◆ **TEXT SECTION**:
In the spring of 1590, somewhere around 200,000 troops under Toyotomi Hideyoshi sat down outside Odawara, the largest city in eastern Japan at the time, and waited. Hideyoshi was reunifying the country, and the Hojo clan, who had ruled the Kanto region from this castle for almost a hundred years, were the last serious holdout. The siege lasted three months. The Hojo never even fought a proper battle for it. They argued in their council chamber, ran out of food, and surrendered, and the word for “endless indecisive meeting” in Japanese — odawara hyojo — comes from those arguments. With that surrender, the wars of the Sengoku period basically ended and Japan was unified.
In This Article
- Why Odawara matters (more than the castle suggests)
- Getting from Tokyo to Odawara
- Walking from Odawara Station
- Walking the castle grounds
- The gates (which are honestly the best bit)
- The keep itself — concrete, surprisingly old
- Heads up — ticket prices changed in March 2026
- The samurai armour experience and the museums
- If you came for the cherry blossoms
- Kamaboko — the actual reason to walk into town
- Suzuhiro at Kazamatsuri
- Other names worth knowing
- Uiro-ya — the sweet shop that’s older than the castle
- Lunch by the harbour
- The Odawara-Hakone day combination (and whether you should)
- The bits I’d skip
- Practical info
- My Odawara castle-and-kamaboko day plan

That’s the bit of Odawara that hooked me first. The castle you see today is, frankly, ordinary as Japanese castles go — concrete, painted white, only really compelling because of the view from the top — but the place itself sits on top of one of the most consequential pieces of ground in Japanese history. And it’s 35 minutes from Tokyo Station on the Shinkansen.
You can do Odawara as a sensible half-day, pair it with Hakone for a long full day, or treat it as a sleepy seaside detour where you mostly eat fish cakes. I’ve now done it three different ways. Below is what’s actually worth your time, plus the train logistics, the kamaboko shop you should definitely walk through, and the bit of the castle most people miss.
Why Odawara matters (more than the castle suggests)
Odawara is a coastal city of about 189,000 people in Kanagawa Prefecture, sitting where the Sagami Bay coastline meets the foot of the Hakone mountains, roughly 90 km southwest of central Tokyo. For most of the 1500s it was the seat of the Late Hojo clan — sometimes confusingly called the Odawara Hojo, not to be confused with the earlier Kamakura-period Hojo regents — who built up Odawara Castle and the surrounding town until it was the largest castle town of the entire Sengoku period.

◆ **EXERCISE DIRECTIONS**: According to the Odawara guide, how long did the 1590 siege of Odawara last? The data isn't needed here.

Excerpts from a dataset

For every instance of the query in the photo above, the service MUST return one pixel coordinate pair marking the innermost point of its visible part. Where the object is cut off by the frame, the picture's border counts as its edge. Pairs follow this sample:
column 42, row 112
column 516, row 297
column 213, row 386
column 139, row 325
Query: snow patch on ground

◆ **RESPONSE BOX**: Three months.